» Excerpt provided
Question

1. The velocity of an object traveling along the x-axis changes from 20 m/s to 60 m/s in 10 seconds. What was the displacement that occurred during this time? 2. An object moving along the x-axis initially has a velocity of 60 m/s and is slowing rest? down at the rate of 4 m/s per second. How far (in meters) will it travel before coming to 3. An accelerating object travels 12 meters from rest in a certain time. How far (in meters) could it have traveled from rest in triple the time? 4. An object's initial velocity is 20 m/s and is accelerating. When the object has traveled 240 m, its velocity is 80 m/s. What is the object's acceleration (in m/s)? 5. Two cars initially separated by 1000 m are traveling away from each other. Car A is moving at 20 m/s and is accelerating at 4 m/s. Car B is moving at 10 m/s and is accelerating at 6 m/s. About how far (in meters) will Car A have traveled when the cars are 4000 meters apart? 6. A sailboat leaves a harbor and sails 1.8 km in the direction 65° south of east, where the captain stops for lunch. A short time later, the boat sails 1.1 km in the direction 15° north of east. What is the magnitude of the resultant displacement from the harbor?

» Set problem
Can you write what comes next in the kinematics problem set above, picking up right after its last sentence?

» Dataset content
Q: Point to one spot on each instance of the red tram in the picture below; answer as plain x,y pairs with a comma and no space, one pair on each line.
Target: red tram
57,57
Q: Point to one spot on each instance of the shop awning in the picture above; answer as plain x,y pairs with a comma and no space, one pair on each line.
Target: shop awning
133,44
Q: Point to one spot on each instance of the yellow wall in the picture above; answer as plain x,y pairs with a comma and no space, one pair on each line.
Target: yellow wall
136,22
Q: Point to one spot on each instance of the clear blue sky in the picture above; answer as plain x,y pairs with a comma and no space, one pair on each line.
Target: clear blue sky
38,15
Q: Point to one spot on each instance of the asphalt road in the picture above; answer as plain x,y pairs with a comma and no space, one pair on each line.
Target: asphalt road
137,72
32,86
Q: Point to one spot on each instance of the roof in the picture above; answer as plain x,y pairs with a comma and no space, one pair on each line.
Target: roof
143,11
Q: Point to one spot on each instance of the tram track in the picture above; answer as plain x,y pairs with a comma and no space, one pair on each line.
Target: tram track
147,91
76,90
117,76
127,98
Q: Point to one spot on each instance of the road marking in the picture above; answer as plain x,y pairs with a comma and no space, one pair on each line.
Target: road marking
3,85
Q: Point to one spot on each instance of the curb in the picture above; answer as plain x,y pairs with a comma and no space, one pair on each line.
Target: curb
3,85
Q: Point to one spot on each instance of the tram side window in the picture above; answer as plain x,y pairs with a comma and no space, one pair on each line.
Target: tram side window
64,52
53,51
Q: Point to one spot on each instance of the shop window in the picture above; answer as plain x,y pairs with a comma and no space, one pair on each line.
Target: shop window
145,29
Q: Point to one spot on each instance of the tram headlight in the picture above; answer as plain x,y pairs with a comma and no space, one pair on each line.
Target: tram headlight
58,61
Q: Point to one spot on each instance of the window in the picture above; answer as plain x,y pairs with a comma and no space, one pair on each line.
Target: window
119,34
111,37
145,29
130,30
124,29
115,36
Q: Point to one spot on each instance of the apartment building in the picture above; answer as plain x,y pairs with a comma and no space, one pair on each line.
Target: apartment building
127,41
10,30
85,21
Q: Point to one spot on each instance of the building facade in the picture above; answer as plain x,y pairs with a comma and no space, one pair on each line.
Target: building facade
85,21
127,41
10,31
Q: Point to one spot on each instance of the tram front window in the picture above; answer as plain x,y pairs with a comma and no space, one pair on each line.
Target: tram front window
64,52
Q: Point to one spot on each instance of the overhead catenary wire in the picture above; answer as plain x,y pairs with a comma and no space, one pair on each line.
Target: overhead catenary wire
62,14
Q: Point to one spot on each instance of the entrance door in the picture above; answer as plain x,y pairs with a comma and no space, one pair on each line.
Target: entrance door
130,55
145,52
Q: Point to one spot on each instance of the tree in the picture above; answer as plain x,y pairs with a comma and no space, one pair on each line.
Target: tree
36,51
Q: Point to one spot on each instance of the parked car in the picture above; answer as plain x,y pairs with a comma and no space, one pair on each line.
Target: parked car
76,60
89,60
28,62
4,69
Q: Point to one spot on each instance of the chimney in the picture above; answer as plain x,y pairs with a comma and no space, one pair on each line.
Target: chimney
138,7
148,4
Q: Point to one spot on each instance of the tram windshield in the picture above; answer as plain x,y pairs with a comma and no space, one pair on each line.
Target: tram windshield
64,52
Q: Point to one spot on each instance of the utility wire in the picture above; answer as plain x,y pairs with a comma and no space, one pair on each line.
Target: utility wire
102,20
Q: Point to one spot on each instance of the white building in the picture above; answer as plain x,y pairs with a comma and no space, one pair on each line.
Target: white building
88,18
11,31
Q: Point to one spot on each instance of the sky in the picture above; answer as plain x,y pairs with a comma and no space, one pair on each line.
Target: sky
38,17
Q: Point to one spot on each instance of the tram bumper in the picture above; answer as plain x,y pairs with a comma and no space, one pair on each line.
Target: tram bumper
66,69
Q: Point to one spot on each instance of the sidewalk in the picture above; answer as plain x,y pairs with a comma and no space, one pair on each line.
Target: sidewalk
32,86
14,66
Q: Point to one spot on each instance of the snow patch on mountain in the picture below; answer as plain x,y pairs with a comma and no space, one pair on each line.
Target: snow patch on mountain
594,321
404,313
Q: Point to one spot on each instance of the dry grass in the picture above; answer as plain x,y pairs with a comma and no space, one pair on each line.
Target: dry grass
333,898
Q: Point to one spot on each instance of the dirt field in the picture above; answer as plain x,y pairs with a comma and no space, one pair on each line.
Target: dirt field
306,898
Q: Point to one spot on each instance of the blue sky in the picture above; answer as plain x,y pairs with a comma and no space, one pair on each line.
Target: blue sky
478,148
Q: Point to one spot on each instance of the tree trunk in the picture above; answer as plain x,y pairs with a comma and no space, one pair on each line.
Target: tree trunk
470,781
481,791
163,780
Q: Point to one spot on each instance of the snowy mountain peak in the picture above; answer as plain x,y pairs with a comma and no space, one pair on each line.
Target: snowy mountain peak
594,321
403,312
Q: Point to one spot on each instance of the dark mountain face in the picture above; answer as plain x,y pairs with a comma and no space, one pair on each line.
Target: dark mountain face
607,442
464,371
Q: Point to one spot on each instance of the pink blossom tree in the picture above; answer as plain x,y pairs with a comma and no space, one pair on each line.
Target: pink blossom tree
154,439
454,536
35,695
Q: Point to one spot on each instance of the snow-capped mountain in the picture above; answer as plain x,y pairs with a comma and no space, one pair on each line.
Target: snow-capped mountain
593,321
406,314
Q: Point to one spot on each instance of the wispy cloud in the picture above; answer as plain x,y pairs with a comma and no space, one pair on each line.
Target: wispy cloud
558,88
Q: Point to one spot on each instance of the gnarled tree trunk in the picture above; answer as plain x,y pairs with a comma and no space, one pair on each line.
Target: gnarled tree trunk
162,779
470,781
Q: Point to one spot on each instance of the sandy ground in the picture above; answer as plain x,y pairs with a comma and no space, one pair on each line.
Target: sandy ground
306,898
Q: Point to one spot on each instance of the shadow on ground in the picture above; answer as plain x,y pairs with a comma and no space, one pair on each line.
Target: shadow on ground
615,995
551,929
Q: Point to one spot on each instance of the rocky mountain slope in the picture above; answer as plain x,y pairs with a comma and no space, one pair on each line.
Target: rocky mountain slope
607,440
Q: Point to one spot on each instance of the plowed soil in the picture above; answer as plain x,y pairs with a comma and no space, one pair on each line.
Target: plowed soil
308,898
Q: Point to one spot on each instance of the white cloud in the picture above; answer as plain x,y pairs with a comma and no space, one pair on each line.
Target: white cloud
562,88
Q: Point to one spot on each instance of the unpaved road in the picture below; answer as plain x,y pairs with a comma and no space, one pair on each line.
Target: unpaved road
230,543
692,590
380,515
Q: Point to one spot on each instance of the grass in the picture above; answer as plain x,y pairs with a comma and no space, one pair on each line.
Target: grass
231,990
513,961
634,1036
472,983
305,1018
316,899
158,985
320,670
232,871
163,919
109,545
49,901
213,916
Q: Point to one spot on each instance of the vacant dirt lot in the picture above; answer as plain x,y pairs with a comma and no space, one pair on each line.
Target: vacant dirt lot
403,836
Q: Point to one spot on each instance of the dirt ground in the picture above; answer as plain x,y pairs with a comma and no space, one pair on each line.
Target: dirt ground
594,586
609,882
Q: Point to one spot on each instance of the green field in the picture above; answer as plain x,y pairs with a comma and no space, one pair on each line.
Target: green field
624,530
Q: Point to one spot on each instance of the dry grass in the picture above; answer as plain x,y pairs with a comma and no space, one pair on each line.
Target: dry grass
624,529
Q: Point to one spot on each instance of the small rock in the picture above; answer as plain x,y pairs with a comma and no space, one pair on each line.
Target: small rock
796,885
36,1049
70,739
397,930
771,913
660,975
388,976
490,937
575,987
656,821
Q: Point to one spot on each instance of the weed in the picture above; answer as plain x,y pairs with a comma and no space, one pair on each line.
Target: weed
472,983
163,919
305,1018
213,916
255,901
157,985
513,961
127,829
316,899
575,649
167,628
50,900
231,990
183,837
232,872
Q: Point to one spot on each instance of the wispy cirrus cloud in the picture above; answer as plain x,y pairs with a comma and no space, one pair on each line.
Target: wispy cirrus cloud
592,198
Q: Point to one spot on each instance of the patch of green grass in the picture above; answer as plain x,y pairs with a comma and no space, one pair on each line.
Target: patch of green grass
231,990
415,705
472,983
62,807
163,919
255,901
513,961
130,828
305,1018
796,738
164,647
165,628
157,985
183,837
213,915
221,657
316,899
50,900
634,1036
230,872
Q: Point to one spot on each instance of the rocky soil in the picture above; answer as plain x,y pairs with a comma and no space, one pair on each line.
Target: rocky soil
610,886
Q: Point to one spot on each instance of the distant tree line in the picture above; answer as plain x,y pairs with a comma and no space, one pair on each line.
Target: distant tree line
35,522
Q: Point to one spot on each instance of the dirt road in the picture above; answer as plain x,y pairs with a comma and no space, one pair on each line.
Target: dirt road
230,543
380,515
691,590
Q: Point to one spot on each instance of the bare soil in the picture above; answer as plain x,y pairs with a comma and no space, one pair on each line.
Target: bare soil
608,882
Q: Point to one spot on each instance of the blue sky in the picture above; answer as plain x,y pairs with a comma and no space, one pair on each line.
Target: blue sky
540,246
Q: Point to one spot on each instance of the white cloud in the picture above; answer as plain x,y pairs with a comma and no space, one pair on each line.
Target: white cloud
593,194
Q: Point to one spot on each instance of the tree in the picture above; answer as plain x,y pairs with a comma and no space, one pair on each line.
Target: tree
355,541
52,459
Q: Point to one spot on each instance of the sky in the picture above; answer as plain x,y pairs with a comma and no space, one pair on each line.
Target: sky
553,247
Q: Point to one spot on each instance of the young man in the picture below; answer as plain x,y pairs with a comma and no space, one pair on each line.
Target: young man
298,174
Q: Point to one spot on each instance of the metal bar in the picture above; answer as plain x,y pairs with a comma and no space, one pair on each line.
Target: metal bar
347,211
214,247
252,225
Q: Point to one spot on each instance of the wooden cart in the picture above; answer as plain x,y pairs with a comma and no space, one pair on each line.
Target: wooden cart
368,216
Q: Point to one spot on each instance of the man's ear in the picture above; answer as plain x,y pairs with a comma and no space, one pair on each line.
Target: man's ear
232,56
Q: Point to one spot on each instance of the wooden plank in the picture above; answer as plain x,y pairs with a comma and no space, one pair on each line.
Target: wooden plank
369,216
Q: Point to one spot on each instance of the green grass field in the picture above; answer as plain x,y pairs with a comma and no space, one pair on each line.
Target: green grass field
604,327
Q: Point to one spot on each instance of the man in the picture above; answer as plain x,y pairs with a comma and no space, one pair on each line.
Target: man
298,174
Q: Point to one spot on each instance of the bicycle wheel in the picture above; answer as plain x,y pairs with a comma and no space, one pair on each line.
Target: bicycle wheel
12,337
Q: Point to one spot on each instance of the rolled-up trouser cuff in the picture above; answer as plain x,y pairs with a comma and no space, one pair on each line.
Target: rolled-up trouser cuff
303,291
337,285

» Result
Answer 1

1.

Using 1st kinematic equation:

V = U + at

a = (V - U)/t

V = final speed = 60 m/sec

U = initial speed = 20 m/sec

t = time = 10 sec

So,

a = (60 - 20)/10 = 4 m/sec^2

Now Using this value in 2nd kinematic equation

S = U*t + 0.5*a*t^2

S = 20*10 + 0.5*4*10^2

S = 400 m = displacement during this time

2.

Using 3rd kinematic equation

V^2 = U^2 + 2*a*S

S = Stopping distance = (V^2 - U^2)/(2*a)

V = final speed = 0 m/sec

U = Initial speed = 60 m/sec

a = de-acceleration = -4 m/sec^2

So,

S = (0^2 - 60^2)/(2*(-4))

S = 450 m

3.

Using 2nd kinematic equation

S = U*t + 0.5*a*t^2

given that it travels 12 m in time 't'

U = initial speed = 0 m/sec

12 = 0*t + 0.5*a*t^2

a = 12/(0.5*t^2) = 24/t^2

Now when time is '3t' distance traveled will be

S1 = U*t1 + 0.5*a*t1^2

S1 = 0*3t + 0.5*(24/t^2)*(3t)^2

S1= 0 + 12*9

S1 = 108 m = distance traveled during triple time

4.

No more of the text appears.